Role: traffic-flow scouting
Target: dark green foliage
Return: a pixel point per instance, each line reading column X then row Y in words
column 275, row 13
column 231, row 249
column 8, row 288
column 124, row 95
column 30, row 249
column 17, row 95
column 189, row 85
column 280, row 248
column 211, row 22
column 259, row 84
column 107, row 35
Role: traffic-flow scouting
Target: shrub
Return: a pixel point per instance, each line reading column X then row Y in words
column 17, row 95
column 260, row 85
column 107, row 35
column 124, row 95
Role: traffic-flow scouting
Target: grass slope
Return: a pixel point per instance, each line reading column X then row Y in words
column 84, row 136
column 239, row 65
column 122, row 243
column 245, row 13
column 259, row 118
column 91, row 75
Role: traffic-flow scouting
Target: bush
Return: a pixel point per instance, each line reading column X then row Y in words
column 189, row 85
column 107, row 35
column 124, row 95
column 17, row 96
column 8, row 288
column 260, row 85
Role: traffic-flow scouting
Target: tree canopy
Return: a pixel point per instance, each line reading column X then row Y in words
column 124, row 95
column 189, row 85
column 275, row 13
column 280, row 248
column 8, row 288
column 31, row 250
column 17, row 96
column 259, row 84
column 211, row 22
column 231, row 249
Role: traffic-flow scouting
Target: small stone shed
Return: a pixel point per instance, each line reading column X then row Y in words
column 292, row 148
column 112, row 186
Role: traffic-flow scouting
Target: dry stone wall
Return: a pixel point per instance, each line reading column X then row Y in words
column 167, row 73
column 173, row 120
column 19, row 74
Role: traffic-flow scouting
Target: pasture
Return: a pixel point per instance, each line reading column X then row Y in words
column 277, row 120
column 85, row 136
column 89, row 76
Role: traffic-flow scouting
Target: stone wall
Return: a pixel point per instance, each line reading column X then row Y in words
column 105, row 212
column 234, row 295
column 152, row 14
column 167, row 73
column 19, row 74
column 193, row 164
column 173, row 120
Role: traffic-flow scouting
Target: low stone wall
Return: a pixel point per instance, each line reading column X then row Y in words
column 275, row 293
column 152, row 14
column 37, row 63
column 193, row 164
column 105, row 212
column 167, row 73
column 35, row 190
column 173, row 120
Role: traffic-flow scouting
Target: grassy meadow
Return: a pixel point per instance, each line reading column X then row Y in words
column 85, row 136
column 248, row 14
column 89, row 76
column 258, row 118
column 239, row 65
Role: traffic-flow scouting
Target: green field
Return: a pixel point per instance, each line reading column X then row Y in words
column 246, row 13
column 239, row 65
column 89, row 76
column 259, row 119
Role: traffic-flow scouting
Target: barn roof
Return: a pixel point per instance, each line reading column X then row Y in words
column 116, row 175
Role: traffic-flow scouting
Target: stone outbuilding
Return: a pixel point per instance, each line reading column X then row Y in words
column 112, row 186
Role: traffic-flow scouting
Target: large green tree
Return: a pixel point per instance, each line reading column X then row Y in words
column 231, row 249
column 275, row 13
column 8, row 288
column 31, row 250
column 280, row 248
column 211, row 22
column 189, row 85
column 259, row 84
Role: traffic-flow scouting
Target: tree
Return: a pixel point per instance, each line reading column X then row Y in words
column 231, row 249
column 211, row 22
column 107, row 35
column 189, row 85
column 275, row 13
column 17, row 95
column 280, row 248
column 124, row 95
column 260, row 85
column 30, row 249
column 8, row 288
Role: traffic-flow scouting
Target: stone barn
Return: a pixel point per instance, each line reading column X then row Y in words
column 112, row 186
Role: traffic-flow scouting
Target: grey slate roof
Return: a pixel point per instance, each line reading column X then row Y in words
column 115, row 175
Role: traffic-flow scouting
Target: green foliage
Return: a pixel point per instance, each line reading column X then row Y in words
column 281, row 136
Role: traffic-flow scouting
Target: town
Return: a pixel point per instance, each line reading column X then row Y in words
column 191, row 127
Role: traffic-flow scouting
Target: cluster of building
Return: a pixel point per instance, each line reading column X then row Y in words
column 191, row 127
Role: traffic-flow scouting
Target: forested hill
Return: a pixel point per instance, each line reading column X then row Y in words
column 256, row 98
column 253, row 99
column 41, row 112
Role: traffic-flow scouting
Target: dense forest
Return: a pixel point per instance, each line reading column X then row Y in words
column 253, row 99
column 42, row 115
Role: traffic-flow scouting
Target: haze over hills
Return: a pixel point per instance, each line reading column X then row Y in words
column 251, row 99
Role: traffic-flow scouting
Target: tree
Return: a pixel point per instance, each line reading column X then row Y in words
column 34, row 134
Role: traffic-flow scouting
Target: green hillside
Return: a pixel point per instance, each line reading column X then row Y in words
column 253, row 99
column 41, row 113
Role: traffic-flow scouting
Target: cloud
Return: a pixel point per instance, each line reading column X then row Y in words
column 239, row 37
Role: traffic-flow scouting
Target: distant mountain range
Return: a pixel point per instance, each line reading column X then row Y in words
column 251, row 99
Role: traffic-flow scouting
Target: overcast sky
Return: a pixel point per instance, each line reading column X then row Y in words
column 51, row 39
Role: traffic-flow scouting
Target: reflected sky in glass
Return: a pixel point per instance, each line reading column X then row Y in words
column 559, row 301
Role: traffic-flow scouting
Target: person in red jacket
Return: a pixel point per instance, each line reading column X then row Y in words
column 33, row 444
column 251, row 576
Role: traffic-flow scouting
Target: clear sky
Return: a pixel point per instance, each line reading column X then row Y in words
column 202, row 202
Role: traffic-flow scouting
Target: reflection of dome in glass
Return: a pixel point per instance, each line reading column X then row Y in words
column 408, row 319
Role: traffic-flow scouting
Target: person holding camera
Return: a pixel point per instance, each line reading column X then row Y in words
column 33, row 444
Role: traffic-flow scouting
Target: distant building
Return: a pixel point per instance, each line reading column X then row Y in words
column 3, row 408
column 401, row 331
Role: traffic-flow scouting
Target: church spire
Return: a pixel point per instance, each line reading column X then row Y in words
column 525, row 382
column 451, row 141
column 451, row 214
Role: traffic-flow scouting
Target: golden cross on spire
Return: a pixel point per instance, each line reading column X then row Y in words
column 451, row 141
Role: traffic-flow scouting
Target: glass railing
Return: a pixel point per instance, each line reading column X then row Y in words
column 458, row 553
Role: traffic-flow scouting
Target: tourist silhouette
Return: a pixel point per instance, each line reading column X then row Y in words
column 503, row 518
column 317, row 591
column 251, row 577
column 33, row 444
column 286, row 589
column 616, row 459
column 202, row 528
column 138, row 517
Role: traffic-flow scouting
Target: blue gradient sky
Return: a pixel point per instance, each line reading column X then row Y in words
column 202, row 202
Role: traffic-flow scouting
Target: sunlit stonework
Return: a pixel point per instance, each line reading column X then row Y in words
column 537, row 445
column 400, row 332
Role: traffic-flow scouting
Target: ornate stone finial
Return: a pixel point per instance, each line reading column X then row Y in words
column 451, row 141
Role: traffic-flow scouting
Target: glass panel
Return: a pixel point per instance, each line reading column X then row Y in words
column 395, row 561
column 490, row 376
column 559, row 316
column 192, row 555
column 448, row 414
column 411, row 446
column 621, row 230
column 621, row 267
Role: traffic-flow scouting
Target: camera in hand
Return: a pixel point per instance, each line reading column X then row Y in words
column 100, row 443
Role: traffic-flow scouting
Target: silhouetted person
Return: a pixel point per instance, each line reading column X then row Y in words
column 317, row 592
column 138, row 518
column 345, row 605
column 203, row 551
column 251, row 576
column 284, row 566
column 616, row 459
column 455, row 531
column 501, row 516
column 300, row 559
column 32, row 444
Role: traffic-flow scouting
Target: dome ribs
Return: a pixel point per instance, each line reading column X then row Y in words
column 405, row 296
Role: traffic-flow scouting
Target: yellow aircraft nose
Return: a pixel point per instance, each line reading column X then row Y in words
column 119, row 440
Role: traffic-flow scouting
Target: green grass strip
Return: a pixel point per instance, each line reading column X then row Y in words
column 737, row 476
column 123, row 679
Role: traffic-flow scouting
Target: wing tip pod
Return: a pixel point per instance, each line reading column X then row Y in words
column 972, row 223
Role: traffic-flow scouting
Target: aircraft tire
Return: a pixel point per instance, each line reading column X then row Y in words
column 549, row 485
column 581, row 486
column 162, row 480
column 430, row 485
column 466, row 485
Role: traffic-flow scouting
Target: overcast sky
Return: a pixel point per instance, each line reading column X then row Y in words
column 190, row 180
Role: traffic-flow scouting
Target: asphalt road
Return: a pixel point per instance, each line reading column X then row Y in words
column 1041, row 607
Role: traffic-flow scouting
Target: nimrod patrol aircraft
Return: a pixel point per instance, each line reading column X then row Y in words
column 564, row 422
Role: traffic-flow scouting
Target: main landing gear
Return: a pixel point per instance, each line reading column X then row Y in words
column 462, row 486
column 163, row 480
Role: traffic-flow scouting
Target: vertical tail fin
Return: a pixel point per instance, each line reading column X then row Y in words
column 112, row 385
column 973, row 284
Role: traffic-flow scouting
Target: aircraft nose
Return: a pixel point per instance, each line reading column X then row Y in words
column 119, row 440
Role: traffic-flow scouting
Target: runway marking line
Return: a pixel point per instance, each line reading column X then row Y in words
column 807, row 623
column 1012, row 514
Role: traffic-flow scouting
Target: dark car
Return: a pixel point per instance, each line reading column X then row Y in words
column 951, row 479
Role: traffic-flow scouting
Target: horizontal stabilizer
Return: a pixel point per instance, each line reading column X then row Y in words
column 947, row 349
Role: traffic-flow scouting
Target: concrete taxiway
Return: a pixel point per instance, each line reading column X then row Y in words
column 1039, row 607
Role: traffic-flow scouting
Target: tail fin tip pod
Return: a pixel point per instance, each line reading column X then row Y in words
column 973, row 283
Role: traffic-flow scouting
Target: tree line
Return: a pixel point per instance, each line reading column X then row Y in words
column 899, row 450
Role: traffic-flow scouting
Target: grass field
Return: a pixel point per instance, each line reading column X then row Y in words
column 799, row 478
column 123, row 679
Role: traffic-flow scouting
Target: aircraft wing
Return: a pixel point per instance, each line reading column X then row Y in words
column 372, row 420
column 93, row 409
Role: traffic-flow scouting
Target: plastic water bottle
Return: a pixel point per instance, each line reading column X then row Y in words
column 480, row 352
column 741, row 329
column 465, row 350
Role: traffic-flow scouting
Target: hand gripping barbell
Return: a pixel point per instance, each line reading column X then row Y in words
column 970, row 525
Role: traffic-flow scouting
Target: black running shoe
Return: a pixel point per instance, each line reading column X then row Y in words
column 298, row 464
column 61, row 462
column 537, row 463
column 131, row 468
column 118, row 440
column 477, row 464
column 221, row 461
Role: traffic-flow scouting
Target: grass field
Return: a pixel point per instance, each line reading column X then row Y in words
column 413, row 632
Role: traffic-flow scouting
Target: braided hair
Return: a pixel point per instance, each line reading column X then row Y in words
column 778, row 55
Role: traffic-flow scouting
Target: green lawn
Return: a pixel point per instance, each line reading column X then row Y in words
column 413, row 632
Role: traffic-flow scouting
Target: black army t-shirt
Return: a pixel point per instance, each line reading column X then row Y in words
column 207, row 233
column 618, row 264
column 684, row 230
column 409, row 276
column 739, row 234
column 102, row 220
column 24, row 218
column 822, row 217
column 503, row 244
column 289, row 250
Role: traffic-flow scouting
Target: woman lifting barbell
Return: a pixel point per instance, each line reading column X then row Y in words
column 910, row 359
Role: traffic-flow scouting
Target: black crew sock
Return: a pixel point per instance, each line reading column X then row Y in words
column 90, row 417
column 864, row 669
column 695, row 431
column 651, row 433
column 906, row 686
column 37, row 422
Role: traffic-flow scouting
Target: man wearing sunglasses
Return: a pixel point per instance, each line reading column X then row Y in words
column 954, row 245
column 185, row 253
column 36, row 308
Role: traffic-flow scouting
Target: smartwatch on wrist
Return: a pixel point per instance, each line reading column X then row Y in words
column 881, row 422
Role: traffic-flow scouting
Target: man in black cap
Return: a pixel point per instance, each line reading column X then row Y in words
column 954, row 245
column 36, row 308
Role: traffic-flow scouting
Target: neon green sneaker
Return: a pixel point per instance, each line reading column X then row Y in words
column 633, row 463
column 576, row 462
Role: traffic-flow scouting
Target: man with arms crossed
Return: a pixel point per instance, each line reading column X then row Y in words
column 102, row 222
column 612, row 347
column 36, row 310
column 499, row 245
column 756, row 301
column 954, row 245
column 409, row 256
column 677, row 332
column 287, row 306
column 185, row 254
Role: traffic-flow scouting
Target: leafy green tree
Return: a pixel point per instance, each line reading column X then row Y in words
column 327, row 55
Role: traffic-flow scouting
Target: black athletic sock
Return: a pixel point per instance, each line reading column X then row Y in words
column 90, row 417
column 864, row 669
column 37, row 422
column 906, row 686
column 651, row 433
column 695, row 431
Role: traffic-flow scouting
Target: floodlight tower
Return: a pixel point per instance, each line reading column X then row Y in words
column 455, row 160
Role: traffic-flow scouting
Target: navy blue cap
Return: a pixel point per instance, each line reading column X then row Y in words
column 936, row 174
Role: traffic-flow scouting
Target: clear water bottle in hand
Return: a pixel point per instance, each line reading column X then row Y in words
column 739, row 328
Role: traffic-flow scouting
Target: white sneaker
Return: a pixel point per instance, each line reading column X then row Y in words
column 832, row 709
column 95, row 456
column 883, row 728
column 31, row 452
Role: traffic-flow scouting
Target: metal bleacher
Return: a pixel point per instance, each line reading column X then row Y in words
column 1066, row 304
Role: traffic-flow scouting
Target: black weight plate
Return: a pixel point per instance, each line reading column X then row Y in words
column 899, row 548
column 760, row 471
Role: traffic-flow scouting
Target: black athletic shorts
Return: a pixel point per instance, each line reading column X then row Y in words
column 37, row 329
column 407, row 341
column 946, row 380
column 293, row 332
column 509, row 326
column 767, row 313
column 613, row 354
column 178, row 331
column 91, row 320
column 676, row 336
◆ ◆ ◆ ◆ ◆
▶ [Problem description] Pull out each line of the data above that contains the word "wall", copying it unchanged.

▶ [Response]
Target: dry stone wall
Target: stone wall
Target: low stone wall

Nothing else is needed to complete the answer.